## [WHAT YOU HAVE TO DO]
Output every line exactly as written. Leave out pictures.

++++ LISTED ENTRIES

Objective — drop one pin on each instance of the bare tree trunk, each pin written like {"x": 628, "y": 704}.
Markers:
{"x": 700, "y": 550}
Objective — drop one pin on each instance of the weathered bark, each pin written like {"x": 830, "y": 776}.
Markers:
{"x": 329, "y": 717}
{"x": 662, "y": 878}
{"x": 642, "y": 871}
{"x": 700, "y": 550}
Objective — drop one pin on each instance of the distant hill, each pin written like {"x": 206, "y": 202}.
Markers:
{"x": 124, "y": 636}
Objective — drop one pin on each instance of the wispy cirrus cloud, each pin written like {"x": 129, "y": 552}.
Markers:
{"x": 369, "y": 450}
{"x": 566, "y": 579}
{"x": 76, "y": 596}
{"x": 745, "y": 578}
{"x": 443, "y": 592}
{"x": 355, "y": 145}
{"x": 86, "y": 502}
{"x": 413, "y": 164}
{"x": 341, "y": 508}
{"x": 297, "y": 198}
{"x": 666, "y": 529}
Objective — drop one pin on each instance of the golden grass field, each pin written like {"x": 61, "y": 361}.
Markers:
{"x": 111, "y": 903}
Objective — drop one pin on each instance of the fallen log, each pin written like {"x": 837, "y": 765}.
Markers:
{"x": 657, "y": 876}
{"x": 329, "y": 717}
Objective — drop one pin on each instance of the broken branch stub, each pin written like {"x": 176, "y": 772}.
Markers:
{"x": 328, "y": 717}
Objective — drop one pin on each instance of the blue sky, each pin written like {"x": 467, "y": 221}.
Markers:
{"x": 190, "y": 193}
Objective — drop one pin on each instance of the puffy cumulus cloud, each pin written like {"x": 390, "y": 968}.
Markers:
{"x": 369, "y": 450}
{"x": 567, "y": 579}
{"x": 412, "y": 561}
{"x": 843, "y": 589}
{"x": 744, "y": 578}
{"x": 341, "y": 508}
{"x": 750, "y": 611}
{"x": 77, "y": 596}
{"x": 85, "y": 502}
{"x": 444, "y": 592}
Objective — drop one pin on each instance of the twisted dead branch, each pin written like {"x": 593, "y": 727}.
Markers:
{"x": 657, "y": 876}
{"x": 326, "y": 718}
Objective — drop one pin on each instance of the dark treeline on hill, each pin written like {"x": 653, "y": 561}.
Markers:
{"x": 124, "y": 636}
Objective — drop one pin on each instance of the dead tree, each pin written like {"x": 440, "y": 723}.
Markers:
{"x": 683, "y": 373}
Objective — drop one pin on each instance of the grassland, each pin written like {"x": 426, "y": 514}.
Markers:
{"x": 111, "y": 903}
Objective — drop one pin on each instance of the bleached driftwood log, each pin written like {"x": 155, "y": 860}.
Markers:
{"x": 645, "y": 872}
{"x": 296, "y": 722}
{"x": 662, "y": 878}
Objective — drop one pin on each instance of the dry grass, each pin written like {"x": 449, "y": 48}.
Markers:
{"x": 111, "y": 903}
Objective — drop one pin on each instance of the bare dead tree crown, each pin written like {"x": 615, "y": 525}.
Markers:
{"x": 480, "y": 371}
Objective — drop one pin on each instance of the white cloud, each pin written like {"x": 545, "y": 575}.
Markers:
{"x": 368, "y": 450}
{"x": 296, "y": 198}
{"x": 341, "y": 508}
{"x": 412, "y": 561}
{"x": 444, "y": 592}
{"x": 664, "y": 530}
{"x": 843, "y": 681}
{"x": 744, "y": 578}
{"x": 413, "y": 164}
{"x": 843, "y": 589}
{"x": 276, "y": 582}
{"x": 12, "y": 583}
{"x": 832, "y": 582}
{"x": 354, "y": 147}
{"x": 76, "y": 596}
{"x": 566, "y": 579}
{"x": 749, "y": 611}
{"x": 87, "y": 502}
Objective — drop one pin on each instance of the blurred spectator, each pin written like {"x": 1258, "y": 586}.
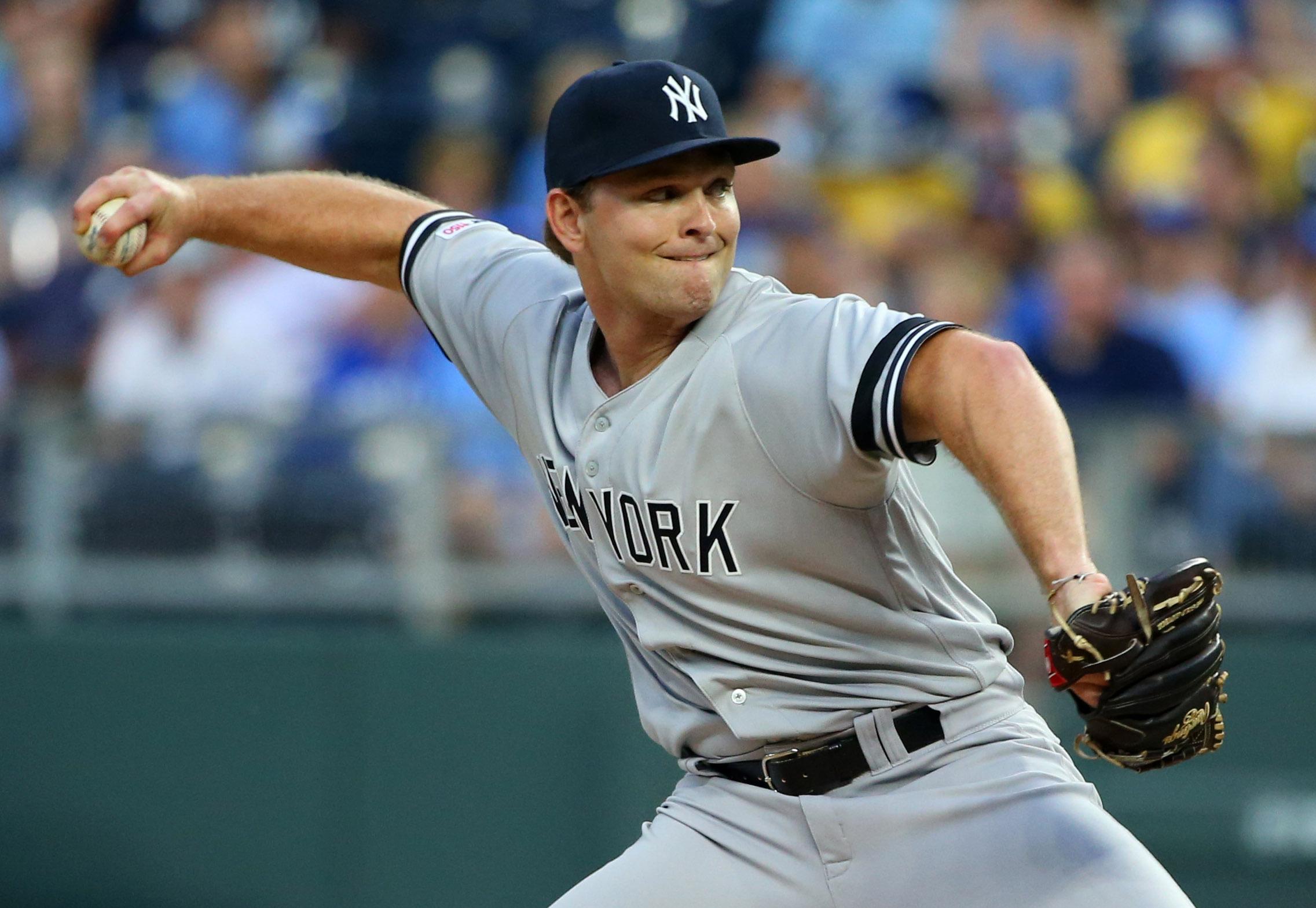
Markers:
{"x": 1268, "y": 490}
{"x": 1154, "y": 153}
{"x": 219, "y": 334}
{"x": 383, "y": 366}
{"x": 960, "y": 289}
{"x": 6, "y": 374}
{"x": 523, "y": 209}
{"x": 1054, "y": 65}
{"x": 1183, "y": 302}
{"x": 227, "y": 106}
{"x": 462, "y": 170}
{"x": 1087, "y": 358}
{"x": 869, "y": 61}
{"x": 1273, "y": 386}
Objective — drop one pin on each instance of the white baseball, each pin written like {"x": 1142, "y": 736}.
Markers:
{"x": 123, "y": 252}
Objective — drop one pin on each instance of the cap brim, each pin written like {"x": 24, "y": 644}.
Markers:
{"x": 743, "y": 150}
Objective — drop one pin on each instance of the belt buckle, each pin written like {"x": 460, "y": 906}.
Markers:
{"x": 777, "y": 755}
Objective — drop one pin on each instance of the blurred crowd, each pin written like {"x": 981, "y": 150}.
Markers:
{"x": 1127, "y": 189}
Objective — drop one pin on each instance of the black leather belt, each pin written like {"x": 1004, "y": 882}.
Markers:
{"x": 832, "y": 764}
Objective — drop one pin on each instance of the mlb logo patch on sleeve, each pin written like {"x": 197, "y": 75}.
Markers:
{"x": 453, "y": 228}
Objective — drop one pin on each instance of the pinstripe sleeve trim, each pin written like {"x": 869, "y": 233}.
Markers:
{"x": 413, "y": 241}
{"x": 875, "y": 419}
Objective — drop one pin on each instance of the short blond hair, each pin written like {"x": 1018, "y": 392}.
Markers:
{"x": 584, "y": 196}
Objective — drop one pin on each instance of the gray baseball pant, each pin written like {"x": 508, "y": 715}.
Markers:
{"x": 996, "y": 816}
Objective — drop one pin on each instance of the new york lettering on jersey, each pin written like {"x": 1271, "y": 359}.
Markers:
{"x": 654, "y": 531}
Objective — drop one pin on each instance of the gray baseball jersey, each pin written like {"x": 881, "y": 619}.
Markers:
{"x": 750, "y": 527}
{"x": 744, "y": 512}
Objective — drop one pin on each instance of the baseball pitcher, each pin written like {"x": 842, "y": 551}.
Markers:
{"x": 730, "y": 465}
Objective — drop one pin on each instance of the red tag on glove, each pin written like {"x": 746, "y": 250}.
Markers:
{"x": 1052, "y": 675}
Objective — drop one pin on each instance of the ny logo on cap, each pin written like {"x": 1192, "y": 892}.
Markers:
{"x": 688, "y": 95}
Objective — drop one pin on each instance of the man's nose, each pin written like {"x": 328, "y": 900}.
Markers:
{"x": 699, "y": 219}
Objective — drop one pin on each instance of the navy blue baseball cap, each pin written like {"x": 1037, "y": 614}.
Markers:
{"x": 633, "y": 113}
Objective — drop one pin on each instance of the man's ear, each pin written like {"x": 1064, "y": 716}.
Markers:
{"x": 563, "y": 214}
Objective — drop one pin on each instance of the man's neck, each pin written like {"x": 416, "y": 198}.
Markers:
{"x": 628, "y": 349}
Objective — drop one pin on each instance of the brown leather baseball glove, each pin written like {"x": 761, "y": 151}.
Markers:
{"x": 1159, "y": 642}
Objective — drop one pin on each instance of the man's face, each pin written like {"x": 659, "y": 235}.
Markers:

++++++++

## [RESPONSE TO THIS EXERCISE]
Objective — drop one pin on each instance of the bare tree trunk, each pin written like {"x": 628, "y": 704}.
Markers:
{"x": 700, "y": 550}
Objective — drop one pin on each instance of the weathered bark, each pin written like {"x": 830, "y": 776}.
Markers:
{"x": 329, "y": 717}
{"x": 662, "y": 878}
{"x": 642, "y": 871}
{"x": 700, "y": 550}
Objective — drop one pin on each instance of the distant hill, each pin written like {"x": 206, "y": 202}.
Markers:
{"x": 124, "y": 636}
Objective — drop one pin on each instance of the wispy cirrus cloud, each pin written like {"x": 129, "y": 552}.
Markers:
{"x": 369, "y": 450}
{"x": 566, "y": 579}
{"x": 76, "y": 596}
{"x": 745, "y": 578}
{"x": 443, "y": 592}
{"x": 355, "y": 145}
{"x": 86, "y": 502}
{"x": 413, "y": 164}
{"x": 341, "y": 508}
{"x": 297, "y": 198}
{"x": 666, "y": 529}
Objective — drop one pin on each instance of the golden grass field, each pin written like {"x": 61, "y": 361}.
Markers:
{"x": 111, "y": 903}
Objective — drop one pin on each instance of the fallen log, each pin written like {"x": 837, "y": 765}.
Markers:
{"x": 657, "y": 876}
{"x": 329, "y": 717}
Objective — drop one pin on each instance of the broken branch stub, each pin written like {"x": 176, "y": 772}.
Markers:
{"x": 328, "y": 717}
Objective — drop one pin on each instance of the blue sky, each pin written like {"x": 467, "y": 221}.
Markers:
{"x": 190, "y": 193}
Objective — drop one pin on each instance of the puffy cumulus cloud, each pin written like {"x": 390, "y": 968}.
Markers:
{"x": 369, "y": 450}
{"x": 567, "y": 579}
{"x": 412, "y": 561}
{"x": 843, "y": 589}
{"x": 744, "y": 578}
{"x": 341, "y": 508}
{"x": 750, "y": 611}
{"x": 77, "y": 596}
{"x": 85, "y": 502}
{"x": 444, "y": 592}
Objective — drop one pin on each instance of the twisted dead branch, each pin written like {"x": 593, "y": 727}.
Markers:
{"x": 657, "y": 876}
{"x": 326, "y": 718}
Objective — drop one pin on each instance of the dark treeline on hill, each pin written like {"x": 653, "y": 561}.
Markers:
{"x": 124, "y": 636}
Objective — drop one pin on each instance of the dead tree, each pin written like {"x": 440, "y": 723}.
Markers:
{"x": 683, "y": 373}
Objective — drop one pin on each instance of the grassland, each pin written like {"x": 426, "y": 514}.
Markers:
{"x": 111, "y": 903}
Objective — drop one pin on each instance of the bleached driftwood log, each pin written like {"x": 155, "y": 860}.
Markers:
{"x": 645, "y": 872}
{"x": 296, "y": 722}
{"x": 662, "y": 878}
Objective — drop one pin on each instance of the dry grass, each pin written like {"x": 449, "y": 48}.
Markers:
{"x": 111, "y": 903}
Objective — drop one pin on each instance of the bare dead tree crown, each pin written like {"x": 615, "y": 525}.
Markers:
{"x": 480, "y": 371}
Objective — drop one pin on each instance of the white cloud, each pin written like {"x": 545, "y": 575}.
Markers:
{"x": 368, "y": 450}
{"x": 296, "y": 198}
{"x": 341, "y": 508}
{"x": 412, "y": 561}
{"x": 444, "y": 592}
{"x": 664, "y": 530}
{"x": 843, "y": 681}
{"x": 744, "y": 578}
{"x": 413, "y": 164}
{"x": 843, "y": 589}
{"x": 276, "y": 582}
{"x": 12, "y": 583}
{"x": 832, "y": 582}
{"x": 354, "y": 147}
{"x": 76, "y": 596}
{"x": 566, "y": 579}
{"x": 749, "y": 611}
{"x": 87, "y": 502}
Objective — drop one pin on each instance of the blurred spectator, each pin written like {"x": 1258, "y": 586}.
Markers:
{"x": 1268, "y": 490}
{"x": 1154, "y": 153}
{"x": 219, "y": 334}
{"x": 383, "y": 366}
{"x": 960, "y": 289}
{"x": 6, "y": 374}
{"x": 523, "y": 209}
{"x": 1054, "y": 65}
{"x": 1183, "y": 302}
{"x": 227, "y": 106}
{"x": 462, "y": 170}
{"x": 1087, "y": 358}
{"x": 869, "y": 61}
{"x": 1273, "y": 386}
Objective — drop one pin on each instance of the white baseball, each pin written like {"x": 1142, "y": 736}.
Markers:
{"x": 123, "y": 252}
Objective — drop one pin on each instance of the cap brim, each pin written like {"x": 24, "y": 644}.
Markers:
{"x": 743, "y": 150}
Objective — drop one pin on each instance of the belt buckle, each pin written like {"x": 460, "y": 906}.
Markers:
{"x": 777, "y": 755}
Objective — drop one pin on each instance of the blurred crowd, each pin written like {"x": 981, "y": 150}.
Markers:
{"x": 1127, "y": 189}
Objective — drop one pin on each instance of the black leather belt, each pin written like {"x": 1004, "y": 882}.
Markers:
{"x": 832, "y": 764}
Objective — drop one pin on each instance of the mlb logo patch on sleeve, each pin written like {"x": 197, "y": 75}.
Markers:
{"x": 453, "y": 228}
Objective — drop one pin on each instance of the pinstripe sleeve trim, each pin written like {"x": 869, "y": 233}.
Markers:
{"x": 413, "y": 241}
{"x": 875, "y": 419}
Objective — drop one pin on each instance of the short blond hair, each pin written like {"x": 1018, "y": 392}.
Markers:
{"x": 584, "y": 196}
Objective — drop one pin on each instance of the gray baseball pant, each pin written like {"x": 508, "y": 715}.
Markers:
{"x": 996, "y": 816}
Objective — drop one pin on each instance of the new york lettering on jersey, each pin written like {"x": 1271, "y": 359}.
Markers:
{"x": 654, "y": 531}
Objective — drop one pin on each instance of the gray baseball jersey, each pin written like {"x": 881, "y": 619}.
Markers:
{"x": 750, "y": 527}
{"x": 744, "y": 512}
Objective — drop one pin on each instance of the baseball pitcher, each pin written like {"x": 842, "y": 551}.
Markers:
{"x": 730, "y": 465}
Objective — drop one pin on each instance of the red tag on glove, each pin written like {"x": 746, "y": 250}.
Markers:
{"x": 1052, "y": 675}
Objective — drop one pin on each instance of the ny logo on cap, each pin written like {"x": 1192, "y": 892}.
Markers:
{"x": 688, "y": 95}
Objective — drop one pin on each instance of the man's nose, each pin written like {"x": 328, "y": 900}.
Markers:
{"x": 699, "y": 219}
Objective — drop one pin on each instance of the navy blue baseball cap, each pin written like {"x": 1037, "y": 614}.
Markers:
{"x": 633, "y": 113}
Objective — drop one pin on each instance of the man's ear, each pin written like {"x": 1064, "y": 716}.
Markers:
{"x": 563, "y": 214}
Objective — drop one pin on each instance of the man's neck, each pin written like {"x": 416, "y": 198}.
Markers:
{"x": 628, "y": 349}
Objective — drop one pin on each instance of the brown leather baseball glove, each pin written like {"x": 761, "y": 151}.
Markers:
{"x": 1159, "y": 642}
Objective — drop one pin on each instance of the man's face, each pin written like {"x": 659, "y": 235}.
Markers:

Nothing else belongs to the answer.